Report each line below that carries the word "shirt".

============================================================

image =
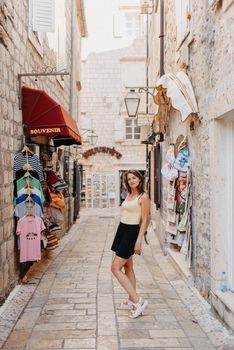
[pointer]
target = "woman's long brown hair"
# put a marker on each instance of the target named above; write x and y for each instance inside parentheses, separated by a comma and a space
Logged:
(140, 187)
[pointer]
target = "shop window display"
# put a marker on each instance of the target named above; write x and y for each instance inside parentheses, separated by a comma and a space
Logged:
(178, 225)
(38, 205)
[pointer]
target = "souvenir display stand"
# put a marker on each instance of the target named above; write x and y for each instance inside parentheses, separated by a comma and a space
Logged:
(179, 199)
(38, 205)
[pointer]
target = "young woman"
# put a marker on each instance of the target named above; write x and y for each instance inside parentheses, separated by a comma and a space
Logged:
(128, 238)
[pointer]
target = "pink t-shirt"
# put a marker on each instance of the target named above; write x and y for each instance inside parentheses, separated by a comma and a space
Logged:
(29, 230)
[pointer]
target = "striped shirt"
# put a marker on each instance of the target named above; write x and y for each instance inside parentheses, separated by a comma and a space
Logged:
(20, 160)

============================================================

§ **Solution to this exercise**:
target = "pink t-shirt"
target = "striped shirt"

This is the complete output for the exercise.